» Your instructions
Word for word, copy the line containing "If you could mark the goblet" and each line after it in the records below, ending with the last line.

:: Given data

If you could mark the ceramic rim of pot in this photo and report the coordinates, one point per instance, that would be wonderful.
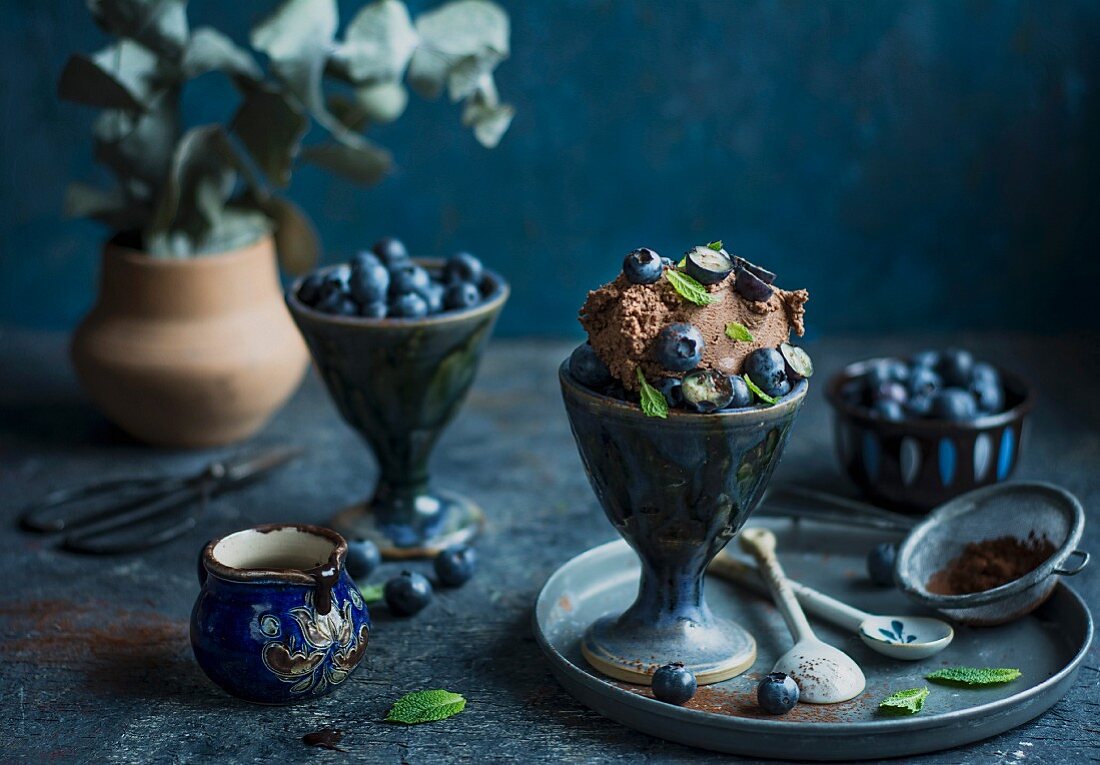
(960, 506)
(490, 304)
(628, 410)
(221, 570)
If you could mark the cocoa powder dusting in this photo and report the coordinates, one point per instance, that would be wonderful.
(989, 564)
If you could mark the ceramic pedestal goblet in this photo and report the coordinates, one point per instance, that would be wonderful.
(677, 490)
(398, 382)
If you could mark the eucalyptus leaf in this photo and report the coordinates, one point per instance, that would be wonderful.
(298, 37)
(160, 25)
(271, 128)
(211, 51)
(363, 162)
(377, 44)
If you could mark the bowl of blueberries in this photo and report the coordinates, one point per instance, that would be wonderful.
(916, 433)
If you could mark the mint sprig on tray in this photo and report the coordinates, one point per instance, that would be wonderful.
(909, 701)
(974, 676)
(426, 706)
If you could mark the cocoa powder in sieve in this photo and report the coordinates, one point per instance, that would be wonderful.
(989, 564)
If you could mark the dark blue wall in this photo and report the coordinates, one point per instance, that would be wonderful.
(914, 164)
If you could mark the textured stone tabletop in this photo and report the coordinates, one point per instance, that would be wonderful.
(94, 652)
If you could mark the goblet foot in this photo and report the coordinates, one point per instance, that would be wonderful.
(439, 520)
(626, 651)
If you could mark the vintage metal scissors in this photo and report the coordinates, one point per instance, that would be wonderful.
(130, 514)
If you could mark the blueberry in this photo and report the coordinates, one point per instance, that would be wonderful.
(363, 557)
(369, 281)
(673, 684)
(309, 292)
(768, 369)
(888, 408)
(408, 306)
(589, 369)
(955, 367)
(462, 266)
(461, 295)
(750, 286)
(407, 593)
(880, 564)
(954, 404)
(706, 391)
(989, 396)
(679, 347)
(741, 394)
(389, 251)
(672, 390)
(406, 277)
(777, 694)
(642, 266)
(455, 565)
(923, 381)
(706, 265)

::::

» Reply to the task
If you could mark the goblet foot in this photo and report the coordinates, one point per instance, that would be wonderful.
(439, 520)
(626, 651)
If you could mark the vintage metal scissors in this photo and report the coordinates, one point per instance, that would be wonderful.
(130, 514)
If you could mark the blueberry in this photo and report the coordinates, one point per instance, that would be wonderful.
(363, 557)
(369, 281)
(673, 684)
(309, 292)
(768, 369)
(888, 408)
(408, 306)
(589, 369)
(955, 367)
(462, 266)
(461, 295)
(750, 286)
(407, 593)
(880, 564)
(954, 404)
(706, 391)
(989, 396)
(679, 347)
(741, 394)
(389, 251)
(672, 390)
(406, 277)
(777, 694)
(642, 266)
(455, 565)
(923, 381)
(706, 265)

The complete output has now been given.